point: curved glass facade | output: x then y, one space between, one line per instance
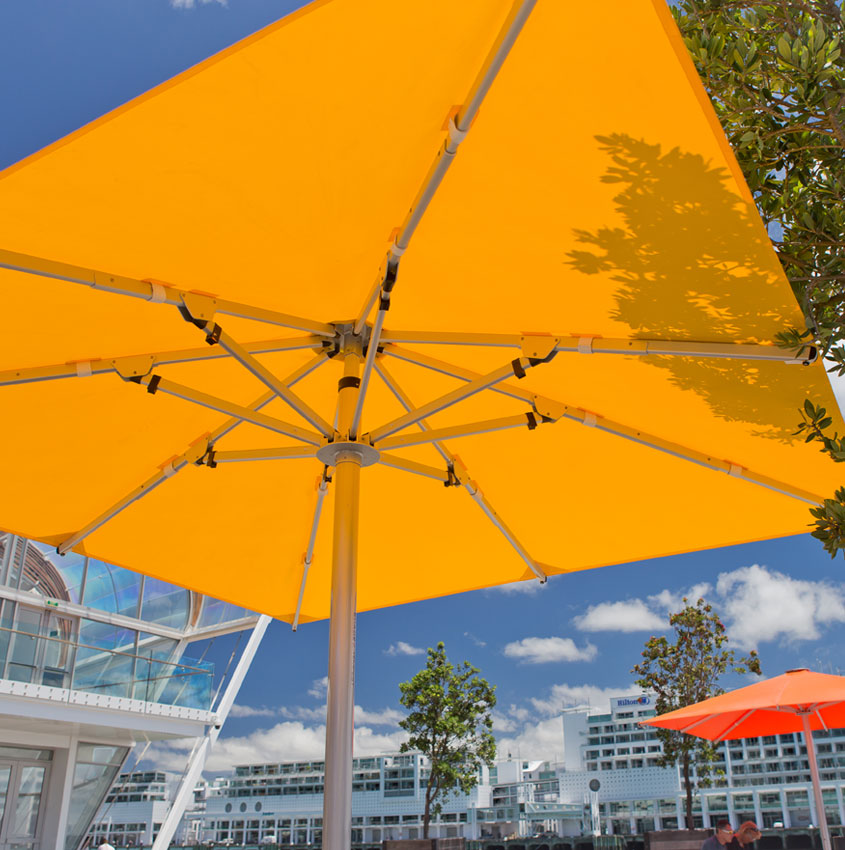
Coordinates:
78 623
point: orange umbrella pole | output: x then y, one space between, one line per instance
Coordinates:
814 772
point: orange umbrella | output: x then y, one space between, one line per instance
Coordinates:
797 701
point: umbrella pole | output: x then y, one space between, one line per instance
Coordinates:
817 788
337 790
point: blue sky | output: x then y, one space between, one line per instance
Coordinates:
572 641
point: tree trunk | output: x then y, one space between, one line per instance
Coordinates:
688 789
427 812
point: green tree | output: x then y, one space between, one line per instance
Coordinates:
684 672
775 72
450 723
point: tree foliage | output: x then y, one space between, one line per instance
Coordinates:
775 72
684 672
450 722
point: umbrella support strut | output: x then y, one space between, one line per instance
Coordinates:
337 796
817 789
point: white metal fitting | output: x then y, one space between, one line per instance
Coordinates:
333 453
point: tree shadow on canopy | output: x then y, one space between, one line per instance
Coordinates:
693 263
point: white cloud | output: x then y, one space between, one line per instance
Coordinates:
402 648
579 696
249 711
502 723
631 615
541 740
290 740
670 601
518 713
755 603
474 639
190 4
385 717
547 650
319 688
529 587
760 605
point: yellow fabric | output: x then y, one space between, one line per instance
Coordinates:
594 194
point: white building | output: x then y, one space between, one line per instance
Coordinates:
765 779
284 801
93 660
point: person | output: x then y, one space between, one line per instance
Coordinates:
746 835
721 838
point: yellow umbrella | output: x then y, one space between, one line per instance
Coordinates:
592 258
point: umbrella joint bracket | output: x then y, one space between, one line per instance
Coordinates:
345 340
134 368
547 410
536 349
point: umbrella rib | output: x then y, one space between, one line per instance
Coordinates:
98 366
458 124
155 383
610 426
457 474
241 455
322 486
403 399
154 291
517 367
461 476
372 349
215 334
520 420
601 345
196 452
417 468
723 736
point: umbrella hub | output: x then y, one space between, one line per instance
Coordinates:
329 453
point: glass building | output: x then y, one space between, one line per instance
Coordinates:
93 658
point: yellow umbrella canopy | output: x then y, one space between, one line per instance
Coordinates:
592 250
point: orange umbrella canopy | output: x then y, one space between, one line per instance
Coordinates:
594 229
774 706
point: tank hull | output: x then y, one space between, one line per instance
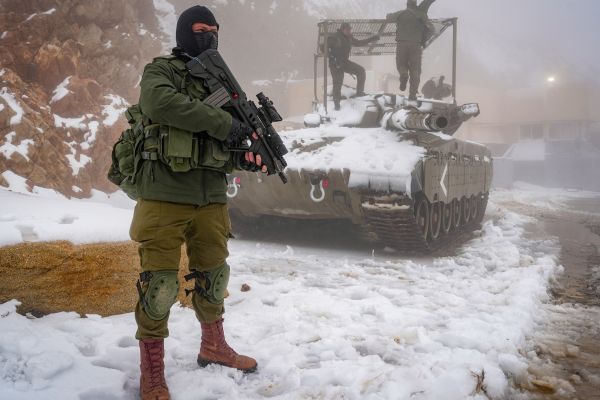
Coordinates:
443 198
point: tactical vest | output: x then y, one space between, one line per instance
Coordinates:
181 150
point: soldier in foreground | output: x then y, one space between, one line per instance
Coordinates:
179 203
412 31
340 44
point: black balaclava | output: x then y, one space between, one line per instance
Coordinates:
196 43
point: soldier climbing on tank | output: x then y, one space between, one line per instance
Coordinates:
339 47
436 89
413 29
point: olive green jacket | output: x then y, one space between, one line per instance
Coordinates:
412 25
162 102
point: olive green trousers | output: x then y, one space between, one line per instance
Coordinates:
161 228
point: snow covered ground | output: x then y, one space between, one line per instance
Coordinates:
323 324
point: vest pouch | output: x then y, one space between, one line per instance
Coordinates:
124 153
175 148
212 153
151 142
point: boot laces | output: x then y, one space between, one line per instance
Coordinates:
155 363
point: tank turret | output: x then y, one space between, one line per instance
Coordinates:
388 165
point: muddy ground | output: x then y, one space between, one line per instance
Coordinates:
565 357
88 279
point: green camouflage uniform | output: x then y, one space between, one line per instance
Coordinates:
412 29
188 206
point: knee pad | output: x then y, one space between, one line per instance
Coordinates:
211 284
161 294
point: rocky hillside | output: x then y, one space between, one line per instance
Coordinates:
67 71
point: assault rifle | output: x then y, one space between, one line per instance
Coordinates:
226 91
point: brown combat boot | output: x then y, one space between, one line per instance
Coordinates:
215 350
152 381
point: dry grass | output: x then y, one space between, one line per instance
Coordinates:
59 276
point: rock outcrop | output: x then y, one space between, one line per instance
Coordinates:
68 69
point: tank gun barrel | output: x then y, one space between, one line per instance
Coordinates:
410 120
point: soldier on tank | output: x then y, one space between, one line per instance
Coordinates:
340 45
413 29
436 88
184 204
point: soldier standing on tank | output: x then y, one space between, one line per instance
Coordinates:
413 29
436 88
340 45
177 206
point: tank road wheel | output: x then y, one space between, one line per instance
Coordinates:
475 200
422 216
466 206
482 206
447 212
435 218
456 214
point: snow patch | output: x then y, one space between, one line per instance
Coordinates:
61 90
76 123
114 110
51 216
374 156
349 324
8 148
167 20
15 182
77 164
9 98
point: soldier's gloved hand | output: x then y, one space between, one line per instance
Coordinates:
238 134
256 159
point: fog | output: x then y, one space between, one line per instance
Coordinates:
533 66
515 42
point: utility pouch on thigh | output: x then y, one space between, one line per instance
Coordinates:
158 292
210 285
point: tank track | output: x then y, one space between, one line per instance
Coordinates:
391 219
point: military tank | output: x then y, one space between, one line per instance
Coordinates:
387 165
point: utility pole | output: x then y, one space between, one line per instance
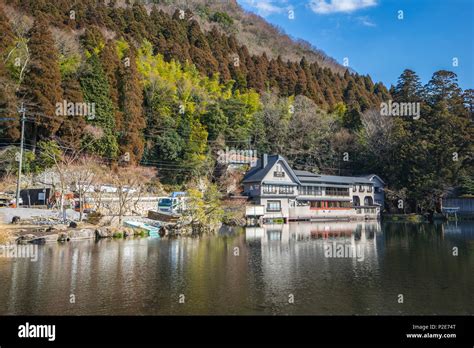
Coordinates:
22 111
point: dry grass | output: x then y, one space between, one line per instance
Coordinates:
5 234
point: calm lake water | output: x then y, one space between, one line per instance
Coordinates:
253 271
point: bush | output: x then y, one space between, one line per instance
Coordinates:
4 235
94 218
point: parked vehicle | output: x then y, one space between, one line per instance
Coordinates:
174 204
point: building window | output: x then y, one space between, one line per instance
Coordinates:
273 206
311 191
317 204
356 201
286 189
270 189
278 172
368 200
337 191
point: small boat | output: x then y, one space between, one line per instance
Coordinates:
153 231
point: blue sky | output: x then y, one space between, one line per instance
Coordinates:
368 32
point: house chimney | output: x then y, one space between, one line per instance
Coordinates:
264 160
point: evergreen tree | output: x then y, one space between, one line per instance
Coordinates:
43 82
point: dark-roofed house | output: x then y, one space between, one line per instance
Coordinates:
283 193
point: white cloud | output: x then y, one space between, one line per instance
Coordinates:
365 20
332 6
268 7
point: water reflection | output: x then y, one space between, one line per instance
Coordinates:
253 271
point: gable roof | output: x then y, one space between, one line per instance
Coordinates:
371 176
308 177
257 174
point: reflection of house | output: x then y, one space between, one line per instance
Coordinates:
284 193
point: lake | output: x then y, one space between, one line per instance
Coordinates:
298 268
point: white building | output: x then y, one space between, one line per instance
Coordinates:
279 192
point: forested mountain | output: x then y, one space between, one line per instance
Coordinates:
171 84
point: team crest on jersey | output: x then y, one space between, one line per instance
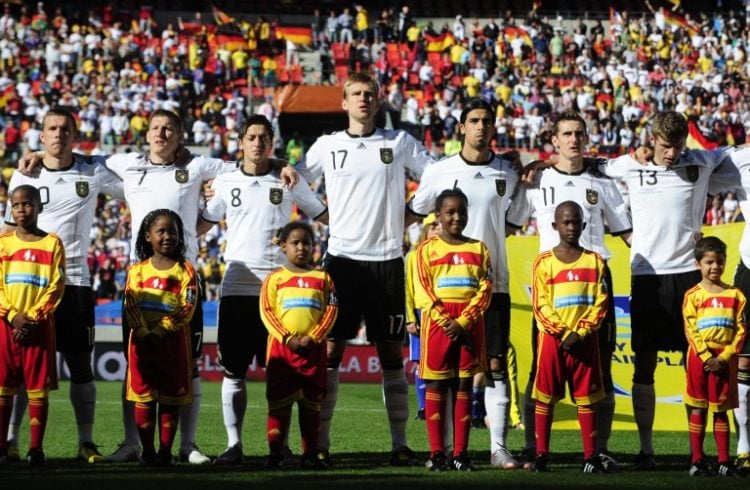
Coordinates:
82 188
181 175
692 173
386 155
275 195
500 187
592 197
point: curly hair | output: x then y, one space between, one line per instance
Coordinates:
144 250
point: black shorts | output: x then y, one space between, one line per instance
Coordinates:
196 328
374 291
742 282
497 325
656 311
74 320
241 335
........
**TASK TO COMPLETE**. An exact copy of every entry, pictures left out, is what to write here.

**RESPONSE FOR THIS EXERCISE**.
point: curved glass facade | output: x then y, one space between, one line per instance
Coordinates:
78 623
point: orange umbrella pole | output: x then y, one space between, one line per instance
Coordinates:
814 772
point: orange umbrella | output: x then y, one space between, one line per instance
Coordinates:
797 701
point: umbrella pole | output: x then y, one space between, one line per instance
Coordinates:
817 788
337 790
point: blue sky | output: x then y, one space between, one line per instance
Coordinates:
572 641
point: tree trunk | output: x then y, one space between, one line per instance
Coordinates:
688 789
427 812
point: green tree | output: x then y, one space between, one line per instance
Coordinates:
684 672
775 72
450 723
point: tree foliage | output: x then y, one space between, one line per instance
Coordinates:
775 72
684 672
450 722
point: umbrella support strut | output: x then y, one space between, one line per instance
Coordinates:
337 796
817 789
point: white metal fitting | output: x then y, one space between, one line per instance
Coordinates:
333 453
point: tree shadow on canopy | output: x then y, one space between, one line per instance
Coordinates:
693 263
point: white cloud | output: x then y, one space between, one line per instance
Coordinates:
402 648
579 696
249 711
502 723
631 615
541 740
290 740
670 601
518 713
755 603
474 639
190 4
385 717
547 650
319 688
529 587
760 605
point: yellow fabric | output: x then y, one space between, one line per instance
Coordinates:
594 194
point: white building | output: x then y, one space between, one line per instance
Coordinates:
765 779
284 801
93 660
point: person | output: x then y, one space between, one line per instance
Coordinates:
746 835
721 838
point: yellow umbrella | output: x then y, one space between, one line per instance
Coordinates:
592 258
point: umbrella joint bracket | output: x then y, one space between, one line per instance
Coordinates:
345 340
134 368
547 410
536 349
point: umbrella rib | output: x then y, one space between, one line per instance
Coordinates:
98 366
458 124
155 383
610 426
457 474
241 455
322 486
403 399
154 291
517 367
461 476
372 349
215 334
520 420
601 345
196 452
417 468
723 736
point: umbrella hub | output: x then y, one space between, one line per instance
Coordinates:
329 453
point: glass building | output: x then y, one space between, one line per instance
Coordinates:
93 658
point: yellow umbrella canopy | output: x then y, one space between, one line per instance
Coordinates:
592 250
point: orange umbrella canopy | output: x then y, one space between, one line per instance
Coordinates:
594 229
774 706
point: tank hull | output: x then y, one space between, one line per instance
Coordinates:
443 198
point: tactical vest | output: x then y, one space between, one line per instance
Coordinates:
181 150
point: soldier in foreground | output: x then y, one space between, one line per instance
Coordinates:
179 203
412 31
340 44
point: black balaclava | output: x then y, one space between, one line per instance
Coordinates:
196 43
point: soldier climbing on tank | output: x then y, one space between, one line per instance
Coordinates:
339 47
436 89
413 29
point: olive green jacket | output: x then y, one space between, one line per instance
Coordinates:
412 25
162 102
point: olive green trousers | output: x then y, one space between, one line per instance
Coordinates:
161 228
point: snow covered ground | output: x then y, one space between, one line per instance
Coordinates:
323 324
point: vest pouch | output: x then y, one space between, one line per instance
Coordinates:
124 153
175 148
212 153
151 142
point: boot laces | output: x then y, one space between, one line per instance
Coordinates:
155 363
point: tank turret | output: x then y, one space between, one line per instance
Coordinates:
388 165
point: muddy ground | output: x then y, one space between, one line per instance
Coordinates:
565 357
88 279
point: green camouflage uniform | output: x then y, one space between, one line per instance
Coordinates:
412 29
188 206
point: knee pad | output: x then y, one space between, one line per instance
Coordinates:
211 284
161 294
point: rocky hillside | output: x then y, one space between, one line per instance
Coordinates:
67 71
point: assault rifle | output: x then y, one space between, one line per instance
Coordinates:
226 91
point: brown combat boot | output: x then y, one space between, one line per instance
Coordinates:
215 350
152 381
point: dry grass | output: x then y, one space between, one line per instance
Coordinates:
59 276
point: rock outcrop | output: x then y, one space between, one line per instance
Coordinates:
68 69
point: tank gun barrel | output: x then y, one space between, one line per instance
Coordinates:
410 120
point: soldier on tank | output: x then y, one space between, one line per instance
Coordinates:
340 45
413 29
436 88
184 204
point: soldier standing on tank | output: x then y, one space between, one line per instance
Coordinates:
413 29
436 88
340 45
177 206
point: tank road wheel | output: x then y, one space between, one line per instance
Coordinates:
475 200
422 216
466 206
482 206
447 212
435 218
456 214
point: snow patch | output: x then y, one space between, one line per instance
Coordinates:
61 90
76 123
114 110
51 216
374 156
349 324
8 148
167 20
15 182
77 164
9 98
point: soldier's gloved hand | output: x then y, one space between, one line per instance
Coordinates:
238 134
256 159
point: fog | output: x then y, one space between, one line per instance
Coordinates:
533 66
515 42
point: utility pouch on thigh | output: x then y, one space between, one line per instance
Coordinates:
158 292
210 285
point: tank track | output: x then y, one space between, one line per instance
Coordinates:
391 219
point: military tank | output: x then y, one space between, one line per instance
Coordinates:
387 165
point: utility pole | output: x then y, one space between, one line per instance
Coordinates:
22 111
point: dry grass | output: x then y, one space between, one line per instance
Coordinates:
5 234
point: calm lake water | output: x then y, one space between, one line per instance
Coordinates:
253 271
point: bush | output: x then y, one space between, one line per instance
Coordinates:
4 235
94 218
point: parked vehicle | output: x then y, one space between, one line per instance
Coordinates:
174 204
point: building window | output: x then y, one space between, one line per instance
Coordinates:
273 206
311 191
317 204
356 201
286 189
270 189
278 172
368 200
337 191
point: small boat | output: x then y, one space between, one line per instance
Coordinates:
153 231
point: blue sky | output: x then y, one space between, one line per instance
Coordinates:
368 32
point: house chimney | output: x then y, one space between, one line per instance
Coordinates:
264 160
point: evergreen tree | output: x then y, one space between, one line per instance
Coordinates:
43 82
point: dark-roofed house | output: x then y, one space between, one line per instance
Coordinates:
283 193
point: white cloud | output: x then y, one space between, one line per instance
Coordinates:
365 20
332 6
268 7
point: water reflection | output: x then y, one space between, one line per instance
Coordinates:
253 271
point: gable roof | output: x then y, one space between, one line per instance
Coordinates:
371 176
308 177
257 174
point: reflection of house | output: x then y, one space between, one line per instance
Coordinates:
284 193
point: lake | output: x then y, one space between, one line per instance
Coordinates:
298 268
point: white building | output: x then y, one space between, one line per instance
Coordinates:
279 192
point: forested mountain | output: x then y, one space between, one line per instance
Coordinates:
171 84
point: team crest on jersey | output: x then y, one space between, one line per instance
Coordinates:
82 188
181 175
692 173
386 155
275 195
500 187
592 197
point: curly hair | output: x then y, one space between, one line per instance
Coordinates:
144 250
point: black shorts | output: x then y, one space between, one line per instance
Coordinates:
196 328
374 291
742 282
497 325
656 311
74 320
241 335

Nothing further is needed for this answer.